#### DO THIS
Reproduce every line of the items below word for word, with nothing changed or left out.

#### GIVEN RECORDS

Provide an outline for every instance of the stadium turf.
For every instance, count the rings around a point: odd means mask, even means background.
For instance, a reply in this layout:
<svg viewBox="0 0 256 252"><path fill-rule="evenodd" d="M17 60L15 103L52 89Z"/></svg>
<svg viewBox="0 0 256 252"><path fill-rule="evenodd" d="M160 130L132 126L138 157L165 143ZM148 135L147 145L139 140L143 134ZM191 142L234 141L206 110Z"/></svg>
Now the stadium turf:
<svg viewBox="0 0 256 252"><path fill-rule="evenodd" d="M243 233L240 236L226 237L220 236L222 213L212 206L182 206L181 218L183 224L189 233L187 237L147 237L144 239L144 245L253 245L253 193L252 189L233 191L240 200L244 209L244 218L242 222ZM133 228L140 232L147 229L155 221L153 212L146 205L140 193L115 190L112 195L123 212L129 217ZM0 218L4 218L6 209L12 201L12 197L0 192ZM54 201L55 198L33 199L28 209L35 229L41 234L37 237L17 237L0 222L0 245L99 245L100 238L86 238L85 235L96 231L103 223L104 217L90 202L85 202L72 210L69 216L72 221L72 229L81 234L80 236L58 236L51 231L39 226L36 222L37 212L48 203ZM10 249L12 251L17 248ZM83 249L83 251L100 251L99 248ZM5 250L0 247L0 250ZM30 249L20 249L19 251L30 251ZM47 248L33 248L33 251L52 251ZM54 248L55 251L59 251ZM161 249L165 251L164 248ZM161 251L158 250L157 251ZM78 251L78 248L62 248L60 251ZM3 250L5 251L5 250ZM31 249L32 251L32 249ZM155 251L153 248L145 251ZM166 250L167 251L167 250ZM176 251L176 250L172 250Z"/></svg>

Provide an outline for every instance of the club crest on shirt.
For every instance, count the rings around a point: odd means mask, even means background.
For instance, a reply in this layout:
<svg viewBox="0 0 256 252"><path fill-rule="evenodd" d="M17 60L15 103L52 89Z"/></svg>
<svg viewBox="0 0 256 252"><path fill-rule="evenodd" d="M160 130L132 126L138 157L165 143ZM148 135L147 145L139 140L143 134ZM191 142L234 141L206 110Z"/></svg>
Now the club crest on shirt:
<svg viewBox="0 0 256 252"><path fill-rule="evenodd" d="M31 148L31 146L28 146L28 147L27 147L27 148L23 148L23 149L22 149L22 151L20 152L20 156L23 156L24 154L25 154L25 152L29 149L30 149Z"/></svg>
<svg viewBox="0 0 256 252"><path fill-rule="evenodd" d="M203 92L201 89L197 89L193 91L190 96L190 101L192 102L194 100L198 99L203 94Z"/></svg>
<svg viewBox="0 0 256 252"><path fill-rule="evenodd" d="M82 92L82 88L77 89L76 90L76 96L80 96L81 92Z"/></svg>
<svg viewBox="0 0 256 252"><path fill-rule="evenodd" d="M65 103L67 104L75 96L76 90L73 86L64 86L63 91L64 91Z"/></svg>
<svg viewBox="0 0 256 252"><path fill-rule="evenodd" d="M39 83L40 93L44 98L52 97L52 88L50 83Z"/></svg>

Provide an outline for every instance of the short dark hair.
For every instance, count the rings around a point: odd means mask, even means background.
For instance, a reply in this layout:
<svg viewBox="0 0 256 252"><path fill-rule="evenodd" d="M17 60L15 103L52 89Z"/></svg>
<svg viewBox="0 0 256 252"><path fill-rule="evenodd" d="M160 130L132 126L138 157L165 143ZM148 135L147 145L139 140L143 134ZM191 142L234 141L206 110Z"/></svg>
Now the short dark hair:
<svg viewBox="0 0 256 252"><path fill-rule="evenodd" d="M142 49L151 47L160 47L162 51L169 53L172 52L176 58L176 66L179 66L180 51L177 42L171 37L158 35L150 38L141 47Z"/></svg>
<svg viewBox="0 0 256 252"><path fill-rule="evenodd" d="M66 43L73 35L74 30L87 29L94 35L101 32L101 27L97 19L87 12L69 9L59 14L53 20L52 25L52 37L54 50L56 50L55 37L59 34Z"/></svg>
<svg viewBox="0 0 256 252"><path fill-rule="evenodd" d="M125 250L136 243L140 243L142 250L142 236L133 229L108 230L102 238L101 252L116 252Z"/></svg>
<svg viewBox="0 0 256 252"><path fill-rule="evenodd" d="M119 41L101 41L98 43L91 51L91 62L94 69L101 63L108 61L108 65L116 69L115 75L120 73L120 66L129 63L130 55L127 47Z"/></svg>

#### COMPLETED EXERCISE
Provide an outline for every instance of the stadium turf.
For every instance, count the rings around a point: odd means mask, even means background.
For instance, a reply in this layout:
<svg viewBox="0 0 256 252"><path fill-rule="evenodd" d="M17 60L15 103L52 89Z"/></svg>
<svg viewBox="0 0 256 252"><path fill-rule="evenodd" d="M160 130L132 126L138 157L165 143ZM148 135L147 145L139 140L143 134ZM191 142L234 141L206 110Z"/></svg>
Now the stadium turf:
<svg viewBox="0 0 256 252"><path fill-rule="evenodd" d="M243 233L240 236L226 237L220 236L222 213L212 206L182 206L181 218L183 224L189 233L187 237L147 237L144 239L144 245L253 245L253 193L252 189L233 191L240 200L244 209L244 218L242 222ZM133 228L140 232L147 229L155 221L153 212L146 205L140 193L115 190L112 195L123 212L129 217ZM0 218L4 218L6 209L12 201L12 197L0 192ZM54 201L55 198L33 199L28 209L35 229L41 234L37 237L17 237L0 222L0 245L99 245L100 238L86 238L85 235L96 231L103 223L104 217L90 202L85 202L72 210L69 216L72 221L72 229L81 234L80 236L58 236L51 231L39 226L36 222L37 212L48 203ZM10 249L12 251L17 248ZM83 249L83 251L100 251L99 248ZM5 250L0 247L0 250ZM30 249L20 249L19 251L30 251ZM47 248L33 248L33 251L52 251ZM54 248L55 251L59 251ZM161 249L165 251L164 248ZM161 251L158 250L157 251ZM78 251L78 248L62 248L60 251ZM3 250L5 251L5 250ZM31 249L32 251L32 249ZM155 251L153 248L145 251ZM166 250L167 251L167 250ZM176 251L176 250L172 250Z"/></svg>

Provide an outline for every instance of the club crest on shirt.
For every instance, count the rings around a point: odd means mask, even means background.
For instance, a reply in this layout:
<svg viewBox="0 0 256 252"><path fill-rule="evenodd" d="M17 60L15 103L52 89Z"/></svg>
<svg viewBox="0 0 256 252"><path fill-rule="evenodd" d="M160 130L132 126L138 157L165 143ZM148 135L147 145L139 140L143 134ZM191 142L234 141L206 110Z"/></svg>
Now the club crest on shirt:
<svg viewBox="0 0 256 252"><path fill-rule="evenodd" d="M31 148L31 146L28 146L28 147L27 147L27 148L23 148L23 149L22 149L22 151L20 152L20 156L23 156L24 154L25 154L25 152L29 149L30 149Z"/></svg>
<svg viewBox="0 0 256 252"><path fill-rule="evenodd" d="M203 92L201 89L197 89L193 91L190 96L190 101L192 102L194 100L198 99L203 94Z"/></svg>
<svg viewBox="0 0 256 252"><path fill-rule="evenodd" d="M82 92L82 88L77 89L76 90L76 96L80 96L81 92Z"/></svg>
<svg viewBox="0 0 256 252"><path fill-rule="evenodd" d="M65 103L67 104L75 96L76 90L73 86L64 86L63 91L64 91Z"/></svg>
<svg viewBox="0 0 256 252"><path fill-rule="evenodd" d="M39 83L40 93L44 98L52 97L52 88L50 83Z"/></svg>

Provide an outline for every instance of the short dark hair.
For every instance, count the rings around a point: odd means mask, even means background.
For instance, a reply in this layout:
<svg viewBox="0 0 256 252"><path fill-rule="evenodd" d="M17 60L15 103L52 89Z"/></svg>
<svg viewBox="0 0 256 252"><path fill-rule="evenodd" d="M160 130L132 126L138 157L165 143ZM148 135L147 145L139 140L143 134ZM191 142L234 141L206 110Z"/></svg>
Now the short dark hair:
<svg viewBox="0 0 256 252"><path fill-rule="evenodd" d="M142 49L151 47L160 47L162 51L169 53L172 52L176 58L176 66L179 66L180 51L177 42L171 37L158 35L150 38L141 47Z"/></svg>
<svg viewBox="0 0 256 252"><path fill-rule="evenodd" d="M66 43L73 35L74 30L87 29L94 35L101 32L101 27L97 19L87 12L69 9L59 14L53 20L52 25L52 37L54 50L56 50L55 37L59 34Z"/></svg>
<svg viewBox="0 0 256 252"><path fill-rule="evenodd" d="M125 250L136 243L140 243L142 250L142 236L133 229L108 230L102 238L101 252L116 252Z"/></svg>
<svg viewBox="0 0 256 252"><path fill-rule="evenodd" d="M119 41L101 41L98 43L91 51L91 62L94 69L101 63L108 61L108 65L116 69L115 75L120 73L120 66L129 63L130 55L127 47Z"/></svg>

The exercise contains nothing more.